This evolved into something a bit more like DAN DARE, the British sci-fi strip so beloved from my childhood and early teens. I liked the idea of playing in that "old time sci-fi" kind of milieu, where all the adventures took place within the Solar System, and where life — even intelligent, humanoid life — was to be found everywhere. But thinking about that a bit more I began to realize a modern audience might not really be open to the idea of Venusians and Martians. Those concepts would not be hip enough for the room, any more.

So the idea floated without form, for a while, until I found myself thinking about how space flight is usually portrayed as bright and clean and glamorous (SPACE ODYSSEY, STAR TREK, etc) but the "support structure" is hardly ever touched upon. The people who would be out there doing the grunt work. In other words, space truckers!

I played with that for a while, in my head, and realized I finally had the shape of the thing I was looking for. I could play with traditional sci-fi forms, I could keep the adventures entirely with the Solar System, and I could draw some cool (for me anyway) ships.

### RAW DATA

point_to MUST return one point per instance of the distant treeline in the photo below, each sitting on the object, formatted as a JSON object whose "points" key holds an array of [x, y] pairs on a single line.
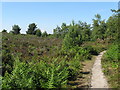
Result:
{"points": [[99, 29]]}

### WHAT YOU NEED TO DO
[1] In the passage about developing a space comic, which British sci-fi strip did the early idea come to resemble?
[2] List every sci-fi work mentioned by title in the passage about developing a space comic.
[3] Continue the passage about developing a space comic from its last sentence.

### EXPECTED OUTPUTS
[1] DAN DARE

[2] DAN DARE, SPACE ODYSSEY, STAR TREK

[3]
So there it is. I looked for something for a title that would suggest "highways" and literally HIGH WAYS seemed immediately obvious. The book, should it prove successful, will be the "series of miniseries" format I've mostly been working in lately, and will also borrow from an idea I had decades back about how I would like to see a STAR TREK style show handled. That you'll find out more about later.

Oh, and as an extra tidbit, I decided this takes place in the NEXT MEN "universe" — tho in the altered timeline our heroes created when they wiped out Project Next Men. The time is eighty or ninety years in the Future, roughly, and a central character of the first arc is Eddie Wallace, who appeared briefly in the previous series.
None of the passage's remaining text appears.